Excerpt from a dataset:
· · · ·
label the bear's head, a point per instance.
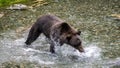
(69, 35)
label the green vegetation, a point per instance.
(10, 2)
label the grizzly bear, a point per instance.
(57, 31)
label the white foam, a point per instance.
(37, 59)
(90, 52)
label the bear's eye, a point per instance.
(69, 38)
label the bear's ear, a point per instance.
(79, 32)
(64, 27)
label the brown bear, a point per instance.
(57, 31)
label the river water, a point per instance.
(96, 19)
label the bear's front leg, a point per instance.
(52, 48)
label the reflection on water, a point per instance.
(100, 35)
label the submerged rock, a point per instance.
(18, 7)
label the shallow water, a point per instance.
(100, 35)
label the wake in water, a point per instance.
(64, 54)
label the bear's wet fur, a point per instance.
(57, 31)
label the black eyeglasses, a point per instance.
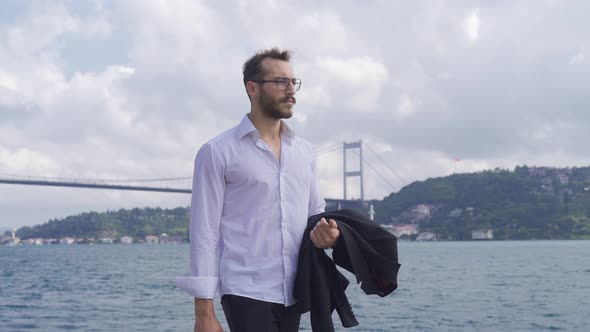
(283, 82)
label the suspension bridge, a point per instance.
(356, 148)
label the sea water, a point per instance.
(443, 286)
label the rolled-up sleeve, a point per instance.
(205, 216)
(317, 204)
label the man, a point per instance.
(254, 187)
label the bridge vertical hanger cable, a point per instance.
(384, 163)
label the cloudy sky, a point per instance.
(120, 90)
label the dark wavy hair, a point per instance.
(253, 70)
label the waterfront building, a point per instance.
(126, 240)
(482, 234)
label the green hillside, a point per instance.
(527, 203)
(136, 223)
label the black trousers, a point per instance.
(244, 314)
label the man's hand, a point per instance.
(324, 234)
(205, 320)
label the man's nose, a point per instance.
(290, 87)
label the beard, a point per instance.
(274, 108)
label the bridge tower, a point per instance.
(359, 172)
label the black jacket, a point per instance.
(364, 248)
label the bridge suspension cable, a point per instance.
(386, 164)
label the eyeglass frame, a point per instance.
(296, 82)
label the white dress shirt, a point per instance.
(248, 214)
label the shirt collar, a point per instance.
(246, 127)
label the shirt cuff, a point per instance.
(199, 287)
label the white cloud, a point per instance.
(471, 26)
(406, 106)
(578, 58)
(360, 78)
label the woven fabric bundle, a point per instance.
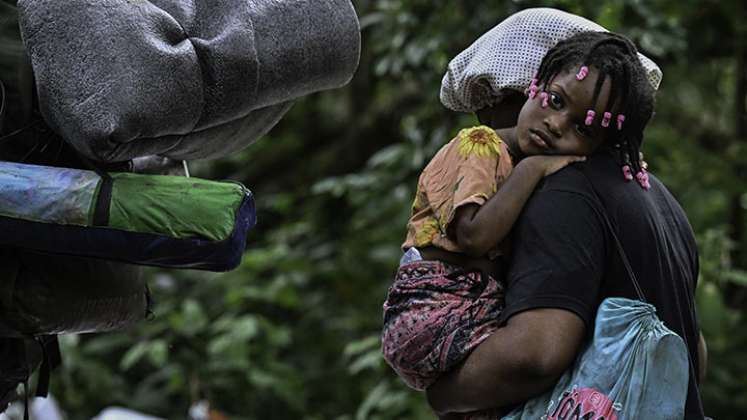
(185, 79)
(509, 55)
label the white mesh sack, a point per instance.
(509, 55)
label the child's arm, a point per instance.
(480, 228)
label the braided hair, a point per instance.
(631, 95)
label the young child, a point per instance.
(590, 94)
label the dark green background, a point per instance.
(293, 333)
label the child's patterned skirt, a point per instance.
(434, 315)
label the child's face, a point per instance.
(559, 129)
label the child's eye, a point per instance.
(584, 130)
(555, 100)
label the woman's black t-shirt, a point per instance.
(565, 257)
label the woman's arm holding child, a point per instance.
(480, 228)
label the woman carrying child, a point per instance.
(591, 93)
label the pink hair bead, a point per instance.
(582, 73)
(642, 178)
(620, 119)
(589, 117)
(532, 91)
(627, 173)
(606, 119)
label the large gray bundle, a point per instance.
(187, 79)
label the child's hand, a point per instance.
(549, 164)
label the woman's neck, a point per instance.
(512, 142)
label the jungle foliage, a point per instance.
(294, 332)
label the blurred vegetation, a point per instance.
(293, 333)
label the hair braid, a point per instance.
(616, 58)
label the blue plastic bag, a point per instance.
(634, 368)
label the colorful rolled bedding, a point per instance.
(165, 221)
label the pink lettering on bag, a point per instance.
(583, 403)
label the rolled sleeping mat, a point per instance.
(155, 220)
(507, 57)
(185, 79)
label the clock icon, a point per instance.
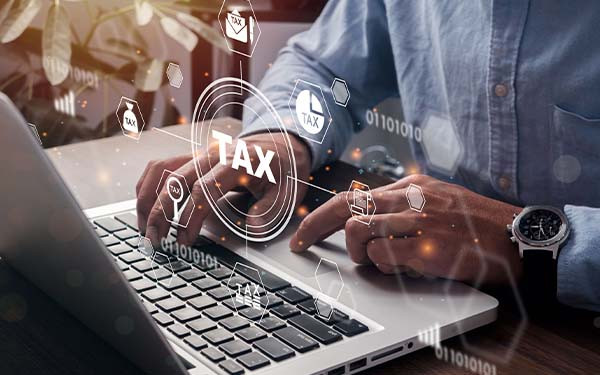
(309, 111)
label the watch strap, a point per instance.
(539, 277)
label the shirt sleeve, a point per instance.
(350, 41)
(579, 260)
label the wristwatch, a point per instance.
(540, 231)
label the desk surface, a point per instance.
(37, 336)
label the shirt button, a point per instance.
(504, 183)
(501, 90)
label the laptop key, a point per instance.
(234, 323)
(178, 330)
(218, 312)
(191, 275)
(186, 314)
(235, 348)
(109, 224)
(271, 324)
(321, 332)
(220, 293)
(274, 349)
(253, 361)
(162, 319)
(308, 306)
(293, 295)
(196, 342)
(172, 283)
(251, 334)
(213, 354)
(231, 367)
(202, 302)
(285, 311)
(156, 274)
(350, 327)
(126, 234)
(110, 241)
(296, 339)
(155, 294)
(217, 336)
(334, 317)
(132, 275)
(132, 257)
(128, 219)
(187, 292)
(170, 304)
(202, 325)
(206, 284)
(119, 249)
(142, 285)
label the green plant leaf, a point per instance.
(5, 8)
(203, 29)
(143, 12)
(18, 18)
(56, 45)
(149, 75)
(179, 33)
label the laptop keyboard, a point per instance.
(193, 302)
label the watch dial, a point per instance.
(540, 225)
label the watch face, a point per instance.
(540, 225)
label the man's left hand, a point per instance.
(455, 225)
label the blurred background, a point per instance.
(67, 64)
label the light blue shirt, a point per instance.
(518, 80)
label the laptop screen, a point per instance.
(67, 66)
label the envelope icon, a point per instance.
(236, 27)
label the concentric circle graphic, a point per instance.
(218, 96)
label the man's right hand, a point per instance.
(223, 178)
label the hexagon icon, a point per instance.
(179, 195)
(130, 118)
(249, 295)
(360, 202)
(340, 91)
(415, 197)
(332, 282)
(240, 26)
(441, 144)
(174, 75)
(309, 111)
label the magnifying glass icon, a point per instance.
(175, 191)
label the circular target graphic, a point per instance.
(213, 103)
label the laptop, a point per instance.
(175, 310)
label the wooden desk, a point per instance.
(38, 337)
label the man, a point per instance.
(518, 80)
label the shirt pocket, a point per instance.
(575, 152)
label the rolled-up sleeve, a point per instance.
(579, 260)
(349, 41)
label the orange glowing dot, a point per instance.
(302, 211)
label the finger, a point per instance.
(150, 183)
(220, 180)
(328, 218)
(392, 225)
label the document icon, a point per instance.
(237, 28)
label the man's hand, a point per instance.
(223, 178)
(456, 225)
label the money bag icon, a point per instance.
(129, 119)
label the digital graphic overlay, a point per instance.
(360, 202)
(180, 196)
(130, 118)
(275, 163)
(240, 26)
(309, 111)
· · · ·
WRITTEN PROBLEM = Keep the pictures out of the copy and return the rest of the data above exactly.

EXERCISE RESULT =
label the bear's head, a point per instance.
(69, 35)
label the green vegetation, a point per instance.
(10, 2)
label the grizzly bear, a point per instance.
(57, 31)
label the white foam, a point per instance.
(37, 59)
(90, 52)
label the bear's eye, a point per instance.
(69, 38)
label the bear's ear, a point per instance.
(79, 32)
(64, 27)
label the brown bear, a point per instance.
(57, 31)
label the river water, a point per instance.
(96, 19)
label the bear's front leg, a point per instance.
(52, 48)
label the reflection on water, a point per instance.
(100, 35)
label the submerged rock, a point per instance.
(18, 7)
label the shallow water, a point per instance.
(100, 35)
label the wake in water, a point per instance.
(64, 54)
label the bear's wet fur, a point per instance.
(57, 31)
label the black eyeglasses, a point per instance.
(283, 82)
label the suspension bridge, a point per instance.
(356, 148)
label the sea water, a point per instance.
(443, 286)
label the rolled-up sleeve, a point per instance.
(205, 216)
(317, 204)
label the man, a point per instance.
(254, 187)
label the bridge vertical hanger cable, a point per instance.
(384, 163)
label the cloudy sky, a point per instance.
(120, 90)
label the dark wavy hair, a point per instance.
(253, 70)
label the waterfront building, a point per instance.
(126, 240)
(482, 234)
label the green hillside, a point per instance.
(527, 203)
(136, 223)
label the black trousers, a point per instance.
(244, 314)
label the man's hand, a point per instance.
(324, 234)
(205, 320)
label the man's nose, a point per instance.
(290, 87)
label the beard, a point per instance.
(274, 108)
label the bridge tower, a point per instance.
(359, 172)
label the black jacket, a point per instance.
(364, 248)
label the bridge suspension cable, a point per instance.
(386, 164)
label the eyeglass frame, a point per instance.
(296, 82)
label the white dress shirt, a point per instance.
(248, 214)
label the shirt collar, a point per instance.
(246, 127)
label the shirt cuff, a point per instance.
(199, 287)
label the white cloud, a point per instance.
(471, 26)
(406, 106)
(578, 58)
(360, 78)
label the woven fabric bundle, a point per instance.
(185, 79)
(509, 55)
label the white mesh sack, a point per instance.
(509, 55)
label the child's arm, a point per instance.
(480, 228)
label the braided hair, a point per instance.
(631, 95)
label the young child, a point per instance.
(590, 94)
label the dark green background, a point per instance.
(293, 333)
label the child's patterned skirt, a point per instance.
(434, 315)
label the child's face, a point per instance.
(559, 129)
label the child's eye, a point per instance.
(584, 130)
(555, 100)
label the woman's black t-shirt, a point per instance.
(565, 257)
label the woman's arm holding child, a point per instance.
(480, 228)
label the woman carrying child, a point per instance.
(591, 93)
label the pink hair bead, a point per instance.
(582, 73)
(642, 178)
(620, 119)
(589, 117)
(532, 91)
(627, 173)
(606, 119)
label the large gray bundle, a point per instance.
(187, 79)
label the child's hand, a point per instance.
(549, 164)
label the woman's neck, a point per instance.
(512, 142)
label the jungle foliage, a point per instance.
(294, 332)
label the blurred vegetation, a point per instance.
(293, 333)
label the hair braid, a point per instance.
(616, 58)
label the blue plastic bag, a point per instance.
(634, 368)
label the colorful rolled bedding, a point per instance.
(165, 221)
label the pink lettering on bag, a point per instance.
(583, 403)
label the rolled sleeping mat, a point per instance.
(155, 220)
(507, 57)
(185, 79)
label the clock icon, a point per instance.
(309, 111)
label the watch strap, a point per instance.
(539, 277)
label the shirt sleeve, a point per instance.
(350, 41)
(579, 260)
label the wristwatch, a point per instance.
(540, 231)
label the desk surface, a point per instance.
(37, 336)
label the shirt button, a point per instance.
(504, 183)
(501, 90)
label the laptop key, a point per instance.
(234, 323)
(178, 330)
(218, 312)
(191, 275)
(186, 314)
(235, 348)
(109, 224)
(271, 324)
(321, 332)
(220, 293)
(274, 349)
(253, 361)
(162, 319)
(308, 306)
(293, 295)
(196, 342)
(172, 283)
(251, 334)
(213, 354)
(231, 367)
(202, 302)
(285, 311)
(156, 274)
(350, 327)
(126, 234)
(110, 241)
(296, 339)
(155, 294)
(217, 336)
(334, 317)
(132, 275)
(132, 257)
(128, 219)
(187, 292)
(170, 304)
(202, 325)
(206, 284)
(119, 249)
(142, 285)
label the green plant leaf, a point per instance.
(5, 8)
(203, 29)
(143, 12)
(18, 18)
(56, 45)
(149, 75)
(179, 33)
label the laptop keyboard, a point per instance.
(193, 302)
label the watch dial, a point per instance.
(540, 225)
label the watch face, a point per instance.
(540, 225)
label the man's left hand, a point per instance.
(455, 225)
label the blurred background, a point per instance.
(67, 64)
label the light blue shirt, a point per instance.
(518, 80)
label the laptop screen, a point per instance.
(67, 66)
label the envelope icon, a point per instance.
(236, 27)
label the concentric circle graphic, a point per instance.
(218, 96)
label the man's right hand, a point per instance.
(223, 178)
label the hexagon icon, a point per instance.
(179, 195)
(130, 118)
(249, 295)
(360, 202)
(340, 91)
(415, 197)
(332, 282)
(240, 26)
(441, 144)
(174, 75)
(309, 111)
label the magnifying glass icon, a point per instance.
(175, 191)
label the circular target graphic, a point per instance.
(213, 103)
label the laptop, a point per instance.
(175, 310)
label the wooden desk, a point per instance.
(38, 337)
label the man, a point per instance.
(518, 80)
label the shirt pocket, a point per instance.
(575, 152)
label the rolled-up sleeve, a point per instance.
(579, 260)
(349, 41)
label the orange glowing dot, a point per instance.
(302, 211)
label the finger, a point per instance.
(150, 183)
(220, 180)
(328, 218)
(392, 225)
label the document icon, a point per instance.
(237, 28)
label the man's hand, a point per instance.
(223, 178)
(456, 225)
label the money bag icon, a point per instance.
(129, 119)
label the digital graphic overlay, a point per instance.
(360, 202)
(180, 196)
(130, 118)
(275, 163)
(240, 26)
(309, 111)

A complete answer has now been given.